[START Data shown]

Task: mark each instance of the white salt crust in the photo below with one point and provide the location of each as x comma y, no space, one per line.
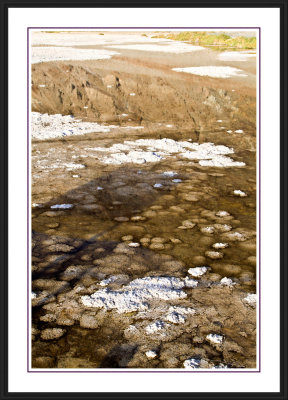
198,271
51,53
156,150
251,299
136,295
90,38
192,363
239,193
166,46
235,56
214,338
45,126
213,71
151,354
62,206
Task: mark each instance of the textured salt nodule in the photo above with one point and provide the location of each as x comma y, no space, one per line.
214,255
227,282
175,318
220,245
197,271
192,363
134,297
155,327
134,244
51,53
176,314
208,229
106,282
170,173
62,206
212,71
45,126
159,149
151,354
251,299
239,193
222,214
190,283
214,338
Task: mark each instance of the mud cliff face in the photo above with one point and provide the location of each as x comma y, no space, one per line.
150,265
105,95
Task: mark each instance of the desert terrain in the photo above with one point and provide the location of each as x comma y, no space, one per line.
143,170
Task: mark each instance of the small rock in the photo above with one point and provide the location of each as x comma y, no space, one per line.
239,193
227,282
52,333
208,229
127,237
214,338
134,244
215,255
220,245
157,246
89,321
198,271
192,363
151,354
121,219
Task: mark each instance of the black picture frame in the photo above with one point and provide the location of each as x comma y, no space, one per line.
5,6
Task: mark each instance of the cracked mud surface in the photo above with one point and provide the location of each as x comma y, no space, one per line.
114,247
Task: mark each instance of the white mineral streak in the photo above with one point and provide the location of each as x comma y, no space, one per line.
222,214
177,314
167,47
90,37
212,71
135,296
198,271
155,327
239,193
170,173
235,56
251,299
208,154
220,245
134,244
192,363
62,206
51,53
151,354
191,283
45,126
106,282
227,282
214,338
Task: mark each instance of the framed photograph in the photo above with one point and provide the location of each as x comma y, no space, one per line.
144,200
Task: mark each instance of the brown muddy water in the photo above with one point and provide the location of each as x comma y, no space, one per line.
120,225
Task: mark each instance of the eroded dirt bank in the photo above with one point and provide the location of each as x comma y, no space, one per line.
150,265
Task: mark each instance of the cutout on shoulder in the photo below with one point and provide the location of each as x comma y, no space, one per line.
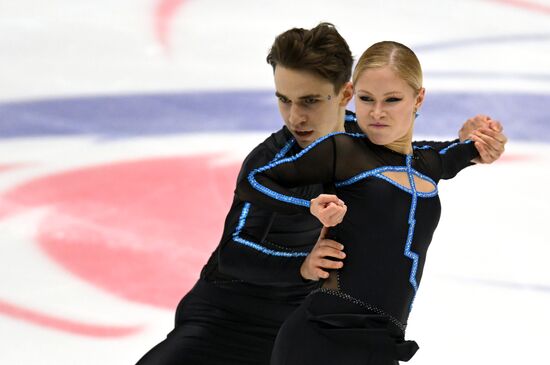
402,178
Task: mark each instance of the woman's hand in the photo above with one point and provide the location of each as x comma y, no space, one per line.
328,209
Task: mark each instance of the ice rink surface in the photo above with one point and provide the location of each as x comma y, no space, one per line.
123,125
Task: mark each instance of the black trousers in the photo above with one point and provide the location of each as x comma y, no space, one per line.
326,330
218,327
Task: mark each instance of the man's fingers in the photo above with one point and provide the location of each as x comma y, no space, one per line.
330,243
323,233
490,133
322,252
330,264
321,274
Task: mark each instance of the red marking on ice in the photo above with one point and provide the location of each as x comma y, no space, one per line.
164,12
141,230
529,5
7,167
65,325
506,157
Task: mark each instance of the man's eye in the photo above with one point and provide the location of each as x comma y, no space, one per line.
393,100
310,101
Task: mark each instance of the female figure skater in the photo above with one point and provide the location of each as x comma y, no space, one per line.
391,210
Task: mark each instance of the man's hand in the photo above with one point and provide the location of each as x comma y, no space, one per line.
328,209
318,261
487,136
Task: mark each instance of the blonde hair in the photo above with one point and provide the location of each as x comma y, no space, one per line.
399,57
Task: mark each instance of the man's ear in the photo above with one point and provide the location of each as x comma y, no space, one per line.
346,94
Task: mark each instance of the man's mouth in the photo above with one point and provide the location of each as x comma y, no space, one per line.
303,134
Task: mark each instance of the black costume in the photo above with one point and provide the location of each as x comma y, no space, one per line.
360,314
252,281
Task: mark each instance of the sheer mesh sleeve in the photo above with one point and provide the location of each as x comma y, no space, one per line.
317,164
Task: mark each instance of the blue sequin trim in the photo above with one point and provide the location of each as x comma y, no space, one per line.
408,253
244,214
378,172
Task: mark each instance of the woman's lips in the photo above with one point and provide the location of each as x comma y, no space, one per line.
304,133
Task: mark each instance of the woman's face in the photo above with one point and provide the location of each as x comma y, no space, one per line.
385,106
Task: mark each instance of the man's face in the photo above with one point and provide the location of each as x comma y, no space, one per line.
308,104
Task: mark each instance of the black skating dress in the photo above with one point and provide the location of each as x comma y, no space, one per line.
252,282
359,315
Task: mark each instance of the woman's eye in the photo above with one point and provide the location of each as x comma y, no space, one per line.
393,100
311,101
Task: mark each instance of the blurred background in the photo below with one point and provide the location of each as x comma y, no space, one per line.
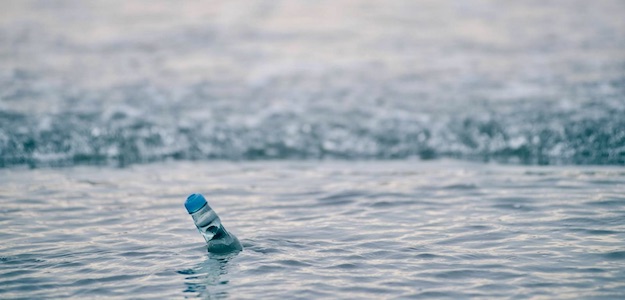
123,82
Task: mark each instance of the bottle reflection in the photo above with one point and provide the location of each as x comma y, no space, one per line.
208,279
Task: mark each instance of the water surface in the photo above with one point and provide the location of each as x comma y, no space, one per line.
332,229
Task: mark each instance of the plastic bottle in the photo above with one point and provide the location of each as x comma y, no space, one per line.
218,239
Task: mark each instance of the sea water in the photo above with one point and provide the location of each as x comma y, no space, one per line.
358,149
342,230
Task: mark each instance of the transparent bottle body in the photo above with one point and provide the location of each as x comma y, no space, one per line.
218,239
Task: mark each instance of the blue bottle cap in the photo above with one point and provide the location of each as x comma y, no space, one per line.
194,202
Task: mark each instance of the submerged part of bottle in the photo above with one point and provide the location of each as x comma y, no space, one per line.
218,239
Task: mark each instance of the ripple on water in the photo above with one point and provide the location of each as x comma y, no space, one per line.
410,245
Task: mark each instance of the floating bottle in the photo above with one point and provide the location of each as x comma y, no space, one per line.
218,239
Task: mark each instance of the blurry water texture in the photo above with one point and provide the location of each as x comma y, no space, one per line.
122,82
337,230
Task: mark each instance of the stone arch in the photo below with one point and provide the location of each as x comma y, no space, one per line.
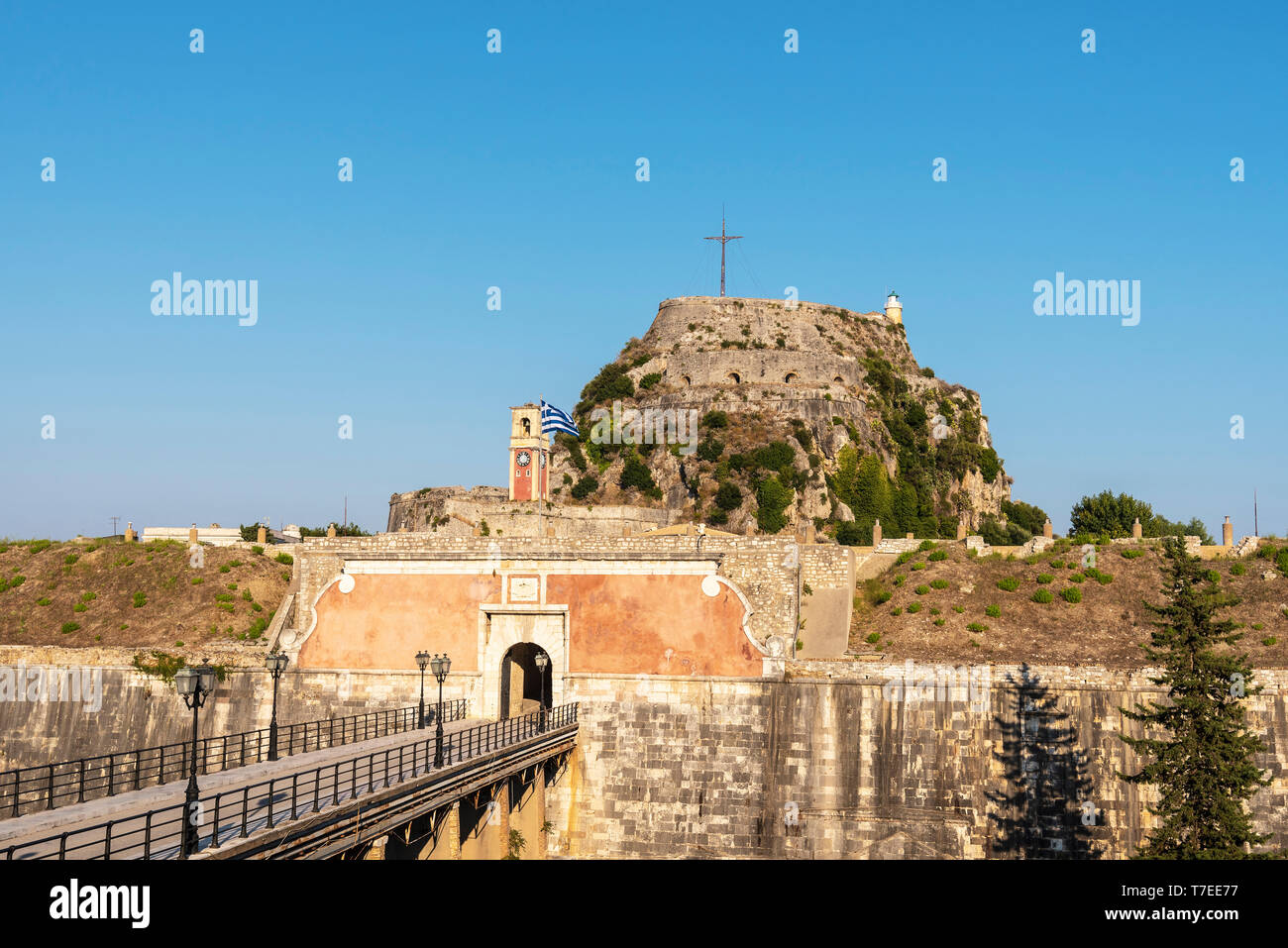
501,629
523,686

[END Data shown]
[START Data shown]

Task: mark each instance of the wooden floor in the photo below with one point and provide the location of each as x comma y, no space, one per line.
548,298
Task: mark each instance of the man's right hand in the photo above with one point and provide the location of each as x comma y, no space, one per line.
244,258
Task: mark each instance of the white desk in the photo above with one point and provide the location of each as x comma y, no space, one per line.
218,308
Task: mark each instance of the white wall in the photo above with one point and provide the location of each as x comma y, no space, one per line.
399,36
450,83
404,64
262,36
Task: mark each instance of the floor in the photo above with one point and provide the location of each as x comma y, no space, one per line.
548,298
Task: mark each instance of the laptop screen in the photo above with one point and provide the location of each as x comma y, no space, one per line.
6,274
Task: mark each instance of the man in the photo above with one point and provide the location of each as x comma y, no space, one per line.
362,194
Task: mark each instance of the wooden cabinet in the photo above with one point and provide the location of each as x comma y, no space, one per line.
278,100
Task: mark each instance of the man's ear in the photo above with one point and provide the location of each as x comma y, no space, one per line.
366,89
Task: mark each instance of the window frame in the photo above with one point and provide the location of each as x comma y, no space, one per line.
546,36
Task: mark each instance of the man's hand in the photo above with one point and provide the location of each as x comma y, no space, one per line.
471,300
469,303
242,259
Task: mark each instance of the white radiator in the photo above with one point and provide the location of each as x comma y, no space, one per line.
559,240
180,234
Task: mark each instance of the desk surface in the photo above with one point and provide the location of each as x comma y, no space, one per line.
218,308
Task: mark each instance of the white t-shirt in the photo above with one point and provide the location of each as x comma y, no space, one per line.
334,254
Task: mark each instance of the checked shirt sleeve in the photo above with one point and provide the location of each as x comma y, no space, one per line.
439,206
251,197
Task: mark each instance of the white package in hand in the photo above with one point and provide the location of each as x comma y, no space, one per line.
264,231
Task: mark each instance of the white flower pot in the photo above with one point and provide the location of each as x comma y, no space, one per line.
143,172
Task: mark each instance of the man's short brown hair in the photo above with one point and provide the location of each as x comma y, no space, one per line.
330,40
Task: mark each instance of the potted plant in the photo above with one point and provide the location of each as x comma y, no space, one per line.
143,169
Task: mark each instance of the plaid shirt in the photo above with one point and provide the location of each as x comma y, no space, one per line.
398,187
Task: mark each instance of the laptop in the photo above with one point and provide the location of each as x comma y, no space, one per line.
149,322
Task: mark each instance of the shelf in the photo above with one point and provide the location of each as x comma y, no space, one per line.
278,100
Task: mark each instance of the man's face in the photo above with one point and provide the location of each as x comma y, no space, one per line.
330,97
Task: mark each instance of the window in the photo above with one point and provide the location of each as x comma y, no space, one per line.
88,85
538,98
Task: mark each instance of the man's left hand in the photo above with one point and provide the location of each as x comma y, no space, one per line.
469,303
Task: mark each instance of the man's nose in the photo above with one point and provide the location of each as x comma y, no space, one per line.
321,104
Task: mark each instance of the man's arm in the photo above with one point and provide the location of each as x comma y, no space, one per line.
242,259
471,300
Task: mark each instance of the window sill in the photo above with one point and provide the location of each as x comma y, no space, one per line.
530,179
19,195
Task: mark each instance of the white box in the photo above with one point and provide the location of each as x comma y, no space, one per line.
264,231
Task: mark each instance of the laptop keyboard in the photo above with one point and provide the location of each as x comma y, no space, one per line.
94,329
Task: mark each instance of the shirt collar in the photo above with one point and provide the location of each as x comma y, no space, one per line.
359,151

[END Data shown]

Exercise description :: Show each line of the entries above that contains the word "desk".

Solution to this task ::
Task: mark each instance of the white desk in the photo above with one point and provide the location of each as x comma y, no space, one per line.
Task: mark each instance of the desk surface in the photo above with one point and provide the location of each as x comma y, no space, one per line.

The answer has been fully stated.